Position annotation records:
★ ★ ★

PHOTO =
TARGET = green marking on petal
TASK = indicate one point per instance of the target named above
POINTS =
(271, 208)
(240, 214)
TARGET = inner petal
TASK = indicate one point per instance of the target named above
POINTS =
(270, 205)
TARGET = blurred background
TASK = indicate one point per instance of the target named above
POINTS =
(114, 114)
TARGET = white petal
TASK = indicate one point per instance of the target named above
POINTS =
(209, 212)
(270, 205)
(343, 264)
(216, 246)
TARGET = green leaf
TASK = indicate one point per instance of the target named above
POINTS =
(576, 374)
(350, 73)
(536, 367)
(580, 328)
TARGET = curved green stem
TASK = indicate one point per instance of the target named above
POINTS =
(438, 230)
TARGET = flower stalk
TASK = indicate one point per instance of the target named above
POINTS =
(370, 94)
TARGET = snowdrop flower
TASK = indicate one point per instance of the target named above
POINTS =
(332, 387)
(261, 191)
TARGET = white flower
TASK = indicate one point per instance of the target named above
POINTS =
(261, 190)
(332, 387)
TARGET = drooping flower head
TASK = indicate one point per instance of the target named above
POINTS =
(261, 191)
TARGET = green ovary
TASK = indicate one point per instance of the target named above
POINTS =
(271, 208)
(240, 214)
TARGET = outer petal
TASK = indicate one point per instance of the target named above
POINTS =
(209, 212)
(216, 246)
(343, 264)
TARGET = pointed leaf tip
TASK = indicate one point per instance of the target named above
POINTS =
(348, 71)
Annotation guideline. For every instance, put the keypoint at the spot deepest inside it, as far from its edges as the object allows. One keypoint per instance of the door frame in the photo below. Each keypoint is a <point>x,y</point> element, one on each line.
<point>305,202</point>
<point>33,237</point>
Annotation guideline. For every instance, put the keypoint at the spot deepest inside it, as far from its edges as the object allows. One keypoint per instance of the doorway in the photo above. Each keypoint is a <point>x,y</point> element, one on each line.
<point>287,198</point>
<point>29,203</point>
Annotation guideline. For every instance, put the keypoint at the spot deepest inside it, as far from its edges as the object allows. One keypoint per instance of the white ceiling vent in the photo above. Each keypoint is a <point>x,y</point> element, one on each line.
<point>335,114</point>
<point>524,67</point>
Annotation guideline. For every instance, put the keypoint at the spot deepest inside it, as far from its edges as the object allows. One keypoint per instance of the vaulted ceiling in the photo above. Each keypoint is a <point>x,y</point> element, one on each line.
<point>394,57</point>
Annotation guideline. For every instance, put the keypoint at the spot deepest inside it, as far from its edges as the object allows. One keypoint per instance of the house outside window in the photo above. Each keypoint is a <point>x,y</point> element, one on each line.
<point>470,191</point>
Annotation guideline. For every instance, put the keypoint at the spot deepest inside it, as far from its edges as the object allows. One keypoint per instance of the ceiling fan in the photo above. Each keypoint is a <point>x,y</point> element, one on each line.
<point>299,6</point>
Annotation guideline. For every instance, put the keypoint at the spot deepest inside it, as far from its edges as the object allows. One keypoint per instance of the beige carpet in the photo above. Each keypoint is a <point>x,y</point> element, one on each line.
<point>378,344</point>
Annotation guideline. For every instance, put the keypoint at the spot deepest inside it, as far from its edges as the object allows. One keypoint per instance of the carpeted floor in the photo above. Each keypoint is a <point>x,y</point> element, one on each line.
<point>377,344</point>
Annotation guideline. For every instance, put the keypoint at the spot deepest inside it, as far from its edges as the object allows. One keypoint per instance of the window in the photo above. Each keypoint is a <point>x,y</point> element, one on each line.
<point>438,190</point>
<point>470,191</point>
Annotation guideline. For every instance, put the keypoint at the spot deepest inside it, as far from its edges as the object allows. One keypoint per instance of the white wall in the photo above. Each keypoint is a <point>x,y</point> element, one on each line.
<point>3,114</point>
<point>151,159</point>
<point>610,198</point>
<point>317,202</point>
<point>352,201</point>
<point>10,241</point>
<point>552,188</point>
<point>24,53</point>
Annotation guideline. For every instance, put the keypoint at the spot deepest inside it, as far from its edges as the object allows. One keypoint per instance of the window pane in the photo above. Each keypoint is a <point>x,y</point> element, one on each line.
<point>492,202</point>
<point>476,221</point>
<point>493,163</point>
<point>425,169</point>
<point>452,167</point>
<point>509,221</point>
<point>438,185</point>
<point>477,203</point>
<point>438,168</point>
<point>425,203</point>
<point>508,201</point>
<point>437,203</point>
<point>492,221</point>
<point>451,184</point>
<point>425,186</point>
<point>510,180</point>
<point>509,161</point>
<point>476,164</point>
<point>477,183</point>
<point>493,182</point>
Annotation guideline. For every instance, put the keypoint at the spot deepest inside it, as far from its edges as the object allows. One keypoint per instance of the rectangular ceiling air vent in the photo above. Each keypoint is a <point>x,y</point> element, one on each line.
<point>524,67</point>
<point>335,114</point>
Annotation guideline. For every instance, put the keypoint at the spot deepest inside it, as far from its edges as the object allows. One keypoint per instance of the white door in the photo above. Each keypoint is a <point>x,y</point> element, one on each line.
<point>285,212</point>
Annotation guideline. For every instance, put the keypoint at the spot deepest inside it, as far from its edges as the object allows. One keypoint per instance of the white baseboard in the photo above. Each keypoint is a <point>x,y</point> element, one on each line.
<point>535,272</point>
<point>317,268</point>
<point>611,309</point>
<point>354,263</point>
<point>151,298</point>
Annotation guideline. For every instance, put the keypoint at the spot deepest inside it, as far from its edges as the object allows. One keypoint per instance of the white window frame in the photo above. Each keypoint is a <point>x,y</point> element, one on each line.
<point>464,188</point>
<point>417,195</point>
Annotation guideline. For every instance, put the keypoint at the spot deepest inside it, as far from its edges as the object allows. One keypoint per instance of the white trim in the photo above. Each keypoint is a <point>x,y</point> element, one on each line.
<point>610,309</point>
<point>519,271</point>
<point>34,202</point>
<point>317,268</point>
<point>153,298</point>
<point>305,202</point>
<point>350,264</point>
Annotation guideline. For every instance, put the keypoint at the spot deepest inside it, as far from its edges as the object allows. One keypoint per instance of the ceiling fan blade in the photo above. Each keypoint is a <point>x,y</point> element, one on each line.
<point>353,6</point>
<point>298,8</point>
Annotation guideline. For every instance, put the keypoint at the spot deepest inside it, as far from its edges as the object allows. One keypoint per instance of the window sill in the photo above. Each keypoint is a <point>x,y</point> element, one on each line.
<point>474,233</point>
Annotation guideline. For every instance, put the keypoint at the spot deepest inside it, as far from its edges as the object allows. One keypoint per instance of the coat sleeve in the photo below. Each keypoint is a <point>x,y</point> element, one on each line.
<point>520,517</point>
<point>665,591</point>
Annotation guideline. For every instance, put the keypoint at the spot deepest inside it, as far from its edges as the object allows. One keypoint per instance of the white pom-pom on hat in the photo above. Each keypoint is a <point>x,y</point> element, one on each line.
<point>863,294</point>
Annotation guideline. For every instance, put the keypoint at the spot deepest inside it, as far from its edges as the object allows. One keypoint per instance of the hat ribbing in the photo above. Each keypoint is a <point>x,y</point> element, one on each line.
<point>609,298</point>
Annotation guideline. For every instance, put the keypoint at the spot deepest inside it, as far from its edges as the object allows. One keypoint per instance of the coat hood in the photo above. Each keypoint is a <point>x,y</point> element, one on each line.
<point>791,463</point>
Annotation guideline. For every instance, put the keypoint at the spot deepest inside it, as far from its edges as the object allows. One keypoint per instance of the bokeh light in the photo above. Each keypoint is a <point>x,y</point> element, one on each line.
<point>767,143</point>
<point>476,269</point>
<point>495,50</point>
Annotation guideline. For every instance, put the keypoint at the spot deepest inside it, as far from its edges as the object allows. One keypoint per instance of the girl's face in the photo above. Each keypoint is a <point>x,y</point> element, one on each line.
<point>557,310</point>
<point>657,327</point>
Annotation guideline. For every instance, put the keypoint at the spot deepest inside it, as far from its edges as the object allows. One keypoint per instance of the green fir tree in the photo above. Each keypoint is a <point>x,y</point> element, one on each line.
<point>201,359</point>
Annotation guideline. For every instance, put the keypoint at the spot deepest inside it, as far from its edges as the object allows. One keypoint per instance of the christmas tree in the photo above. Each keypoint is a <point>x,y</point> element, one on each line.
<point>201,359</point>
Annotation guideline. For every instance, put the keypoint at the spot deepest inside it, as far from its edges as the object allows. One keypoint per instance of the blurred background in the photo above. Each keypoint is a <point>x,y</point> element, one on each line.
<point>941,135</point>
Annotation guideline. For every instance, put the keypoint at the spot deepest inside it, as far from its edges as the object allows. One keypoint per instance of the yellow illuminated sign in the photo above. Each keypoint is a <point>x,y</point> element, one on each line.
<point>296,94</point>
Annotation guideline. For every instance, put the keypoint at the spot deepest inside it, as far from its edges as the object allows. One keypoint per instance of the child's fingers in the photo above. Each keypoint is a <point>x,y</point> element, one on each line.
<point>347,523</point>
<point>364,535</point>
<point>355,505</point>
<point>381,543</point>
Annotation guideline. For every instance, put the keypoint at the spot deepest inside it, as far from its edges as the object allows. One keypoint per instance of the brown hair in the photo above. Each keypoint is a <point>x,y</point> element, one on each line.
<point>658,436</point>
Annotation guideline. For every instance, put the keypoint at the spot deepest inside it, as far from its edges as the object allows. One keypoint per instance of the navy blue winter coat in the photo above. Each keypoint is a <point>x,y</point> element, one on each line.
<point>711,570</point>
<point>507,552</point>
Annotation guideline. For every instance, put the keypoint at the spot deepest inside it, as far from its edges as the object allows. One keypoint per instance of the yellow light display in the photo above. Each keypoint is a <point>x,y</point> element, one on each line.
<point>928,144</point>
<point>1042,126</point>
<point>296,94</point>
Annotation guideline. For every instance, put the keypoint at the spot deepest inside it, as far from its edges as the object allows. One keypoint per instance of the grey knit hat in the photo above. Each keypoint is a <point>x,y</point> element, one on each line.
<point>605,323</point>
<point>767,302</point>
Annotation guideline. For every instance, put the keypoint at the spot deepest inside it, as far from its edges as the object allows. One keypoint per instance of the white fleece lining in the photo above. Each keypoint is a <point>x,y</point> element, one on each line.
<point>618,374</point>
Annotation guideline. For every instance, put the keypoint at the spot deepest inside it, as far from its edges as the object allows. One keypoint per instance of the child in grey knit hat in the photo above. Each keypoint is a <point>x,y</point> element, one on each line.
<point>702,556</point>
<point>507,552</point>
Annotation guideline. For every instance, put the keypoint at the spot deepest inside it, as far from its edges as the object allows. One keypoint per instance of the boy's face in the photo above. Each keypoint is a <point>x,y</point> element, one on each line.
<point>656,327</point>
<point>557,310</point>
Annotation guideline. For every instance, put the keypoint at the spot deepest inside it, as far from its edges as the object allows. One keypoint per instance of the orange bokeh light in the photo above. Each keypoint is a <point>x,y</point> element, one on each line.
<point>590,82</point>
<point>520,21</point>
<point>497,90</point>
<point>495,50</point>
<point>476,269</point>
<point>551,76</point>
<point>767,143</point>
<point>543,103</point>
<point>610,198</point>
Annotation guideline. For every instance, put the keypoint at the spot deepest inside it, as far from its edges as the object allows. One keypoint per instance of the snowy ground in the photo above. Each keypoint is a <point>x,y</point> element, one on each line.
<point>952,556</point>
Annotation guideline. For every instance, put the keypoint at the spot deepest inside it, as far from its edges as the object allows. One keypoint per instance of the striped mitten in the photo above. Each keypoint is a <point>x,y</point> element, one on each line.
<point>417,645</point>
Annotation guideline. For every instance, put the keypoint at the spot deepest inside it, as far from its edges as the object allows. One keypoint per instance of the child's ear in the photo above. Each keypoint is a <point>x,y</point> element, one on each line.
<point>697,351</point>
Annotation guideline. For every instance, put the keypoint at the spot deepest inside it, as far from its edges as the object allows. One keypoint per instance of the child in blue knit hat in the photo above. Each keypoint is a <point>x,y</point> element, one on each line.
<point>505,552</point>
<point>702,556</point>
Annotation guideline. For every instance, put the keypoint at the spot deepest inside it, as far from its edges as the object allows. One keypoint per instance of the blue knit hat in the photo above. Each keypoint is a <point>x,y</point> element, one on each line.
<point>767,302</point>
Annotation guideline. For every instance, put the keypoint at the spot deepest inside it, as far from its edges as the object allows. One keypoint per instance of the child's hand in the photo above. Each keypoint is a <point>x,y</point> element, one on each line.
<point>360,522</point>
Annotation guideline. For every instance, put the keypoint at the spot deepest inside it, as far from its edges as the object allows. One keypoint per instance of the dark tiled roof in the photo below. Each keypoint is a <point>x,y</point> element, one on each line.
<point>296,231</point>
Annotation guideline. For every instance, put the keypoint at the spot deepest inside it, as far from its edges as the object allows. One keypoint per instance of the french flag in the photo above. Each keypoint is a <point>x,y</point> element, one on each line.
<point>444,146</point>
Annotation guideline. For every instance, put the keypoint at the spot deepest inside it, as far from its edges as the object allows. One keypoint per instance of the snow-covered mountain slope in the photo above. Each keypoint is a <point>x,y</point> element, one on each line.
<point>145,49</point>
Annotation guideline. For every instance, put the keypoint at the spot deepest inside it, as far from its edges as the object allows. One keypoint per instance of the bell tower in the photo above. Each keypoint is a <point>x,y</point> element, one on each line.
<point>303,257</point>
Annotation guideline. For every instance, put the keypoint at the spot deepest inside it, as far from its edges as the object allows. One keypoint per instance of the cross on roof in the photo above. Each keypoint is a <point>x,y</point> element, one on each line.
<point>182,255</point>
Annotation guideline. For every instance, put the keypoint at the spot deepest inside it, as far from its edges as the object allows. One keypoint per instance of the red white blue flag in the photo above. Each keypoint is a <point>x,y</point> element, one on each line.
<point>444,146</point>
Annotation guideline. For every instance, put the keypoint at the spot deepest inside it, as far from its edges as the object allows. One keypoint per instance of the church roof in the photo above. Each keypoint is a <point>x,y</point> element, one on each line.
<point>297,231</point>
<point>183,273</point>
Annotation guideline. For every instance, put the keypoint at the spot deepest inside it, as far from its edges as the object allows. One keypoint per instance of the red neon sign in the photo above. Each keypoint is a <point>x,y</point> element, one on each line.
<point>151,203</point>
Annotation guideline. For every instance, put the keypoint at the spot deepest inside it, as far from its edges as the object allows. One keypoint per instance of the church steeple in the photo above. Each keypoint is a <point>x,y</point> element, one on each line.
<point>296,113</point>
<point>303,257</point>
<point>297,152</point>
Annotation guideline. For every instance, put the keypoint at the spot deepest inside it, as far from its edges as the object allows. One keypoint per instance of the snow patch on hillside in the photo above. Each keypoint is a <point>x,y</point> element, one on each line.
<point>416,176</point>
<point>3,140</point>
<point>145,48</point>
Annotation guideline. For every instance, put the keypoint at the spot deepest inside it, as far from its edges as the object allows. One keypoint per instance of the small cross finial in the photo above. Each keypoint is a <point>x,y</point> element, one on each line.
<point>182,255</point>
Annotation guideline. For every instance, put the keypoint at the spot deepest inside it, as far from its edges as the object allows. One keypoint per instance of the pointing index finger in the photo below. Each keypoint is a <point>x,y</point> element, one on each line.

★ ★ ★

Your instructions: Exactly as written, give again every line from the one containing "of the small" through the last line of the material above, and no other lines.

Exercise output:
Annotation guideline. For every instance, put the keypoint at the spot deepest inside it, as far from its edges as the object allows. One keypoint per instance of the small cross finial in the photo above. Each keypoint is a <point>x,y</point> element, one on each line.
<point>182,255</point>
Annotation guideline. For every instance, put the keypoint at the spot deepest inside it, as far from its edges as the object allows. One keypoint per instance of the pointing index finger in the photo below. Each keypoint is a <point>x,y</point> element, one on each line.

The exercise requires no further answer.